### Bacaan
Share this article

Arbitrase telah menjadi salah satu forum penyelesaian sengketa yang diminati oleh pelaku bisnis, selain lembaga pengadilan yang pada umumnya menjadi tempat atau forum penyelesaian sengketa. Oleh karena itu artikel ini akan membahas tentang pengertian dan akibat hukum dari klausula arbitrase dalam sebuah perjanjian.

Pengertian

Pasal 1.1 UU No. 30 Tahun 1999 tentang Arbitrase Dan Alternatif Penyelesaian Sengketa (UU Arbitrase No.30/1999) telah memberikan definisi bahwa arbitrase merupakan perjanjian yang menyepakati cara penyelesaian sengketa di luar pengadilan. Penyelesaian sengketa melalui cara di luar peradilan tersebut didasarkan pada perjanjian arbitrase yang biasa disebut Klausula Arbitrase yang menegaskan bahwa perselisihan tidak diajukan ke Pengadilan Negeri akan tetapi diajukan dan diselesaikan oleh lembaga arbitrase. Perjanjian arbitrase itu harus dibuat secara tertulis dan tidak dibenarkan secara lisan.

Rumusan Pasal 1.1 UU Arbitrase No. 30/1999 selengkapnya menyatakan :

“Arbitrase adalah cara penyelesaian suatu sengketa perdata di luar peradilan umum yang didasarkan pada perjanjian arbitrase yang dibuat secara tertulis oleh para pihak yang bersangkutan”

Berdasarkan pengertian yang dirumuskan Pasal 1.1 UU Arbitrase No.30/1999 di atas, jika dalam suatu perjanjian para pihak menyepakati Klausula Arbitrase, maka hal itu mengandung arti, bahwa para pihak sepakat bahwa cara penyelesaian sengketa yang timbul dari perjanjian itu diselesaikan di luar pengadilan (out of court), akan tetapi cara penyelesaian sengketa itu, dilakukan oleh Arbitrase.

### Soal Latihan 1
Tentukan apakah setiap pernyataan berikut sesuai dengan bacaan tentang arbitrase di atas, lalu jawab ya atau tidak sambil mengutip kata-kata bacaan yang menentukannya. (a) Perjanjian arbitrase boleh dibuat secara lisan. (b) Definisi arbitrase yang dibahas berasal dari Pasal 1.1 UU No. 30 Tahun 1999. (c) Dengan Klausula Arbitrase, perselisihan diajukan ke Pengadilan Negeri.
### Soal Latihan 2
Kumpulkan setiap baris dalam daftar yang memuat kata "high". Huruf besar dan huruf kecil dibedakan.

Entri anotasi titik pada gambar:
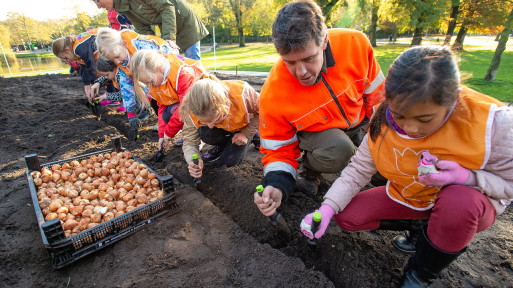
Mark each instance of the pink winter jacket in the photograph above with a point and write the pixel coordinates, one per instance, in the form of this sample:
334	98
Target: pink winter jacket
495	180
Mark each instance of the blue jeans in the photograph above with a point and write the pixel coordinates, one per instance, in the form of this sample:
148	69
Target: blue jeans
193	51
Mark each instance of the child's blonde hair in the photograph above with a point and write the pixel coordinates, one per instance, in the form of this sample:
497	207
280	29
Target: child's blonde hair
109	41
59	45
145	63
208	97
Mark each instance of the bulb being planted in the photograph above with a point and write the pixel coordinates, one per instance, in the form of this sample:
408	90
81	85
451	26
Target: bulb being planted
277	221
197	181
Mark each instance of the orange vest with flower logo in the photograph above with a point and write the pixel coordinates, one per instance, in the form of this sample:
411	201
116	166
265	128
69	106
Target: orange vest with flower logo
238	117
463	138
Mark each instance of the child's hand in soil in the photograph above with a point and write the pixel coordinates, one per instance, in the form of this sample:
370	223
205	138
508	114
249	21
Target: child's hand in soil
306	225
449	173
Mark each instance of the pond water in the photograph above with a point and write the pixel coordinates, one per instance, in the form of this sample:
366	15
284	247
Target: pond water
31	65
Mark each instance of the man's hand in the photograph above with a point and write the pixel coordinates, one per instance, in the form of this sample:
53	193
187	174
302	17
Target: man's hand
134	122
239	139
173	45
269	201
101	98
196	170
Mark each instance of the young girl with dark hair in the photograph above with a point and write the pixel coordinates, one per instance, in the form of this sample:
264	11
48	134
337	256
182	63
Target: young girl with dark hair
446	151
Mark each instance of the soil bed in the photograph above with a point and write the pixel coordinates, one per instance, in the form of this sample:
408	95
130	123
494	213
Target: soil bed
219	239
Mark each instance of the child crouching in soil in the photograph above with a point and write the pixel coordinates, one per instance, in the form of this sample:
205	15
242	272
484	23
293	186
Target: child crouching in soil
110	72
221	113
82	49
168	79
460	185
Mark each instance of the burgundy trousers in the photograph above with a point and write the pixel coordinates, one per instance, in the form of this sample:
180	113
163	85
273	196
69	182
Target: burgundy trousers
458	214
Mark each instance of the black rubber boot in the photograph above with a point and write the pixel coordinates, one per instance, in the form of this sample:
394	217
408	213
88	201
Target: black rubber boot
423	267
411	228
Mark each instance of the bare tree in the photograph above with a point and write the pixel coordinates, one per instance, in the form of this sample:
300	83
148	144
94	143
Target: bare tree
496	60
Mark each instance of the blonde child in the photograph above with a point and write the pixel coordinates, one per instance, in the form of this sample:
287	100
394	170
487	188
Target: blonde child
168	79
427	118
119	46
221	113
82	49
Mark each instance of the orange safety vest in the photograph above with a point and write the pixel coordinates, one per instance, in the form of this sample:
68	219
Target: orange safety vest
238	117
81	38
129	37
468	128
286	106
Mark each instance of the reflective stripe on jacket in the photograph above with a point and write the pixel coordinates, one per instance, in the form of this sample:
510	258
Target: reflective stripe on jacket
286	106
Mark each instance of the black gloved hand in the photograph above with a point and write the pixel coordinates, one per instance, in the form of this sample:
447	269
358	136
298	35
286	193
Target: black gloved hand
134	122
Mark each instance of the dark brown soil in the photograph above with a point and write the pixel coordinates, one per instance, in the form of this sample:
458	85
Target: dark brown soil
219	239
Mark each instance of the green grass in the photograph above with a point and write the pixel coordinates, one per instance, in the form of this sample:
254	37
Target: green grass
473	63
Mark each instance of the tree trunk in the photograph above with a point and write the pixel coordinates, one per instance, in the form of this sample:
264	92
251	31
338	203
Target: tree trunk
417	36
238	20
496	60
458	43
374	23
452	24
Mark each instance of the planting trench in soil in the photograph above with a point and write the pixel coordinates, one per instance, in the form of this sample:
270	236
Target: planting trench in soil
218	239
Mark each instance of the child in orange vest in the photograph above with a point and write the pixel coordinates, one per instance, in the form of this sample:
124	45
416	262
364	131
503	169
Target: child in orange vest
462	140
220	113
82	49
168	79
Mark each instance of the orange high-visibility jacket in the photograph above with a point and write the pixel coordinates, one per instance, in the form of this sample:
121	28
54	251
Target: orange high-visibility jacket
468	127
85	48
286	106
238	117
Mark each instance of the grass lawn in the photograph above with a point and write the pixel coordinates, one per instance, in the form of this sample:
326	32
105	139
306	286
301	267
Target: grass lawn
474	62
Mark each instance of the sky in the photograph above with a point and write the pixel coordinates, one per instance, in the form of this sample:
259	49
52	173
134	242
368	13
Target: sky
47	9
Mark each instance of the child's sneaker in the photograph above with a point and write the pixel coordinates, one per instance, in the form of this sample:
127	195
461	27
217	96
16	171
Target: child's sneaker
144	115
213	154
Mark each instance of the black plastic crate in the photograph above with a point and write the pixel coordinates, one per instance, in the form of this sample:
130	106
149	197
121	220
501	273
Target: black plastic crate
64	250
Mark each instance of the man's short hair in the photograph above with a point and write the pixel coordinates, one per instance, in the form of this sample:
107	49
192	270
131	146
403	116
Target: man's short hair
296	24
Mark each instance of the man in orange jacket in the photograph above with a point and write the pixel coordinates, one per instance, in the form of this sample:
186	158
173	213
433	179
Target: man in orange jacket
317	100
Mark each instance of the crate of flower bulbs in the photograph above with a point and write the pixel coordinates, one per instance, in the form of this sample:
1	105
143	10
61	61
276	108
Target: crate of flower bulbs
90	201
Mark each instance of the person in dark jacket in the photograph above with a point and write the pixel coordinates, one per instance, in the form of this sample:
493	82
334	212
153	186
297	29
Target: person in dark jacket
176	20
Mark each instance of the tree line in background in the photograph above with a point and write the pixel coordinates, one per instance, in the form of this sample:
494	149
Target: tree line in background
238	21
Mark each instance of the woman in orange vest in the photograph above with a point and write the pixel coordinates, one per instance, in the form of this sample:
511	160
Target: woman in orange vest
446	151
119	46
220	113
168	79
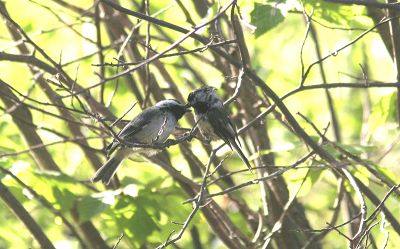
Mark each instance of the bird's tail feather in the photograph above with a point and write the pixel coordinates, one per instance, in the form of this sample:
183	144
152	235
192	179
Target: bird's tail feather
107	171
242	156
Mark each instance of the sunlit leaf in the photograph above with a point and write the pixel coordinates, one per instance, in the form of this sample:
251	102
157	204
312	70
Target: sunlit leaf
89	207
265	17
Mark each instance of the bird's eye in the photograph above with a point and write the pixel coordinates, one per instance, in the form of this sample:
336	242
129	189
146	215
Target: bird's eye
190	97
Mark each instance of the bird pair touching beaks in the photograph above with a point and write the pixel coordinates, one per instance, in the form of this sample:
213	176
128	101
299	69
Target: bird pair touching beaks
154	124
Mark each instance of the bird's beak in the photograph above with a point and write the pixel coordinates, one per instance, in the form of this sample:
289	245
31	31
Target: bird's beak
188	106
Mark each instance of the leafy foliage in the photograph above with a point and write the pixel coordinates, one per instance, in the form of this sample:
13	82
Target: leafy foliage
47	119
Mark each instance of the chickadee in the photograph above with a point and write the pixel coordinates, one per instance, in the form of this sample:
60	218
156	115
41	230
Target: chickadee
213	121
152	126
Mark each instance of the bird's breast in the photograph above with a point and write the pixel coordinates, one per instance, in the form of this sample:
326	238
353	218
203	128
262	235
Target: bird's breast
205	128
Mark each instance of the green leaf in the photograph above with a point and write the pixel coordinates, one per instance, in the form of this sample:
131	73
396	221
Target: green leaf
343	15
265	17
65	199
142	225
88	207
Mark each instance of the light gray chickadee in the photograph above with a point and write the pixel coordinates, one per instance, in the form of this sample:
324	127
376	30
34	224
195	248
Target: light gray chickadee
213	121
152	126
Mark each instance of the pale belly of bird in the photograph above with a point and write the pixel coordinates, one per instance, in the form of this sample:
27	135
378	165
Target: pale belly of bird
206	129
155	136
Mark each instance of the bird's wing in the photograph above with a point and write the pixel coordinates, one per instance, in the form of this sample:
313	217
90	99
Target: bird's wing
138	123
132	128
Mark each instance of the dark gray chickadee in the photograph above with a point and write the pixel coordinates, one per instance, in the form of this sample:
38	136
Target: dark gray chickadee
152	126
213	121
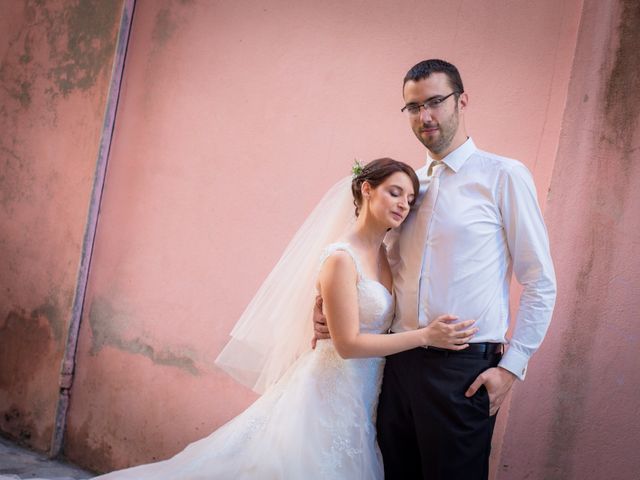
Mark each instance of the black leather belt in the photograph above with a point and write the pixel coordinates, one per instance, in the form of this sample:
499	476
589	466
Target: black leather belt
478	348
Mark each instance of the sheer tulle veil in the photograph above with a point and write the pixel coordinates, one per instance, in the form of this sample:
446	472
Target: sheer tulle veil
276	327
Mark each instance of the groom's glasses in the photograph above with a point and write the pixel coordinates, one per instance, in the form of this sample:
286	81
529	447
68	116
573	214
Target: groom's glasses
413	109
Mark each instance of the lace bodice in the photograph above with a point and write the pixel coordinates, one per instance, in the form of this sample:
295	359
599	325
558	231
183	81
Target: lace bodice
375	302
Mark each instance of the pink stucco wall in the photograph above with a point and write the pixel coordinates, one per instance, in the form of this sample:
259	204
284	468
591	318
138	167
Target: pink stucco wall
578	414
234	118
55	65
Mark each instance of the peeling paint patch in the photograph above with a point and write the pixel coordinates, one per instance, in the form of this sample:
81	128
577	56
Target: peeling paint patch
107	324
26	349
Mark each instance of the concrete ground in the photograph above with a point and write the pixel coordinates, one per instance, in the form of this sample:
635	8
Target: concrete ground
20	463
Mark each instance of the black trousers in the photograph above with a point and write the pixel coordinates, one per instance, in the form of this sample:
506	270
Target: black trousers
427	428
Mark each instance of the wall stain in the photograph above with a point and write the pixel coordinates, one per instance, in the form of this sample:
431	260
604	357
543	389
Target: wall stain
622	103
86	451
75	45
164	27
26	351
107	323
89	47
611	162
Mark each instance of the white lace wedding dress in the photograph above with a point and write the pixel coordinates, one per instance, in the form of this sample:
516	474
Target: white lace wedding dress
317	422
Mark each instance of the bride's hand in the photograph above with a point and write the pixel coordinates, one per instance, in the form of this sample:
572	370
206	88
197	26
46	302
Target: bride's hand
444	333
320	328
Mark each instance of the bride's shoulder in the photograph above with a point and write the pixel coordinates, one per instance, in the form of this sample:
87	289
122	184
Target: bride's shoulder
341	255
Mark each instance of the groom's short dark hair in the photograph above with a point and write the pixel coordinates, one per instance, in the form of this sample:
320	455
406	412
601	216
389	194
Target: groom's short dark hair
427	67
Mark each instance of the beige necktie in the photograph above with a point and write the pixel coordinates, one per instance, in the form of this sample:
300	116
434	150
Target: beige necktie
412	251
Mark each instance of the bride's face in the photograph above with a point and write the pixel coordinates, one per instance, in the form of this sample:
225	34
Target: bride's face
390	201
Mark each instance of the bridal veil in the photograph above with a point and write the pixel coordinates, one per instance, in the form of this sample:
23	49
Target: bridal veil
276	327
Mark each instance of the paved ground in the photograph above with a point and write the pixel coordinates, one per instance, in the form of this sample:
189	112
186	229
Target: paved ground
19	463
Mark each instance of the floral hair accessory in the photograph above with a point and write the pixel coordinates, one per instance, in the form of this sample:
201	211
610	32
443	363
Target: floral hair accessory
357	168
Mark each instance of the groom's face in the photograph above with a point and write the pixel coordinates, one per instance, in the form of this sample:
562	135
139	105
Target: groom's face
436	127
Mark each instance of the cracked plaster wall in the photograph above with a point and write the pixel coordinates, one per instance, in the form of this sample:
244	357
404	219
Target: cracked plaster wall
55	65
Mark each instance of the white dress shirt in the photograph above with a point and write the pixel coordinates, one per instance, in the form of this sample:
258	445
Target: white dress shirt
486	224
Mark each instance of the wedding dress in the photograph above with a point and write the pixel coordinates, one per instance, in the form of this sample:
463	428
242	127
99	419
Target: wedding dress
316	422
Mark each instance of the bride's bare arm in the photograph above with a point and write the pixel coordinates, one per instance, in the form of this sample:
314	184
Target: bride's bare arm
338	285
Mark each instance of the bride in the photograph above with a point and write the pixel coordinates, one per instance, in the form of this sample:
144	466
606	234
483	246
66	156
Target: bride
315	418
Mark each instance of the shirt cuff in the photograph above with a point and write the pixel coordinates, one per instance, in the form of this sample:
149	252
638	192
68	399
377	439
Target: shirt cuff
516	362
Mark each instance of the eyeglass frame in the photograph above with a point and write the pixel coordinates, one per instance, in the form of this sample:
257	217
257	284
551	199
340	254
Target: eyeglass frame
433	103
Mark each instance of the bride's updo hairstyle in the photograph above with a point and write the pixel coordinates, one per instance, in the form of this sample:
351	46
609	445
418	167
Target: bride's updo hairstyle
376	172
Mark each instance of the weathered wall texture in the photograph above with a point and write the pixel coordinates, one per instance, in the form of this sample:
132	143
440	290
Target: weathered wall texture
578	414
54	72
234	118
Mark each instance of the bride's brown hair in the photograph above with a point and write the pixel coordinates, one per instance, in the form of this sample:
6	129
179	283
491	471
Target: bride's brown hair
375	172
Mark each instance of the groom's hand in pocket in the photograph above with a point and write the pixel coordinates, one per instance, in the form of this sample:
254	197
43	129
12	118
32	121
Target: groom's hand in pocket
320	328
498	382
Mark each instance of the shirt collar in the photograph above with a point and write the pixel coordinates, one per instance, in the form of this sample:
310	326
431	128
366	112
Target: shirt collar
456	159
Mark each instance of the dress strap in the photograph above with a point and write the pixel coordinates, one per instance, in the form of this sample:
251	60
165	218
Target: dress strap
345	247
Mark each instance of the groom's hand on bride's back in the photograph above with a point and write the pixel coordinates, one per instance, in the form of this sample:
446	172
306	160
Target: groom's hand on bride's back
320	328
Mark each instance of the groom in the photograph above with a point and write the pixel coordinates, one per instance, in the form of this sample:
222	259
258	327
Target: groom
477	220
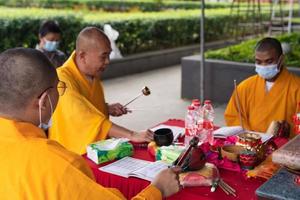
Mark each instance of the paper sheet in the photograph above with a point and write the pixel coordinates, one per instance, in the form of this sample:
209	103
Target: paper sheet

### Contoh Jawaban 1
(a) Tidak: "Perjanjian arbitrase itu harus dibuat secara tertulis dan tidak dibenarkan secara lisan."
(b) Ya: "Pasal 1.1 UU No. 30 Tahun 1999 tentang Arbitrase Dan Alternatif Penyelesaian Sengketa (UU Arbitrase No.30/1999) telah memberikan definisi bahwa arbitrase merupakan perjanjian yang menyepakati cara penyelesaian sengketa di luar pengadilan."
(c) Tidak: "perselisihan tidak diajukan ke Pengadilan Negeri akan tetapi diajukan dan diselesaikan oleh lembaga arbitrase"

### Contoh Jawaban 2
Mark each instance of the orange high-visibility jacket in the photograph above with a point and write the pixel coordinates, one per instance, in the form of this sample:
Target: orange high-visibility jacket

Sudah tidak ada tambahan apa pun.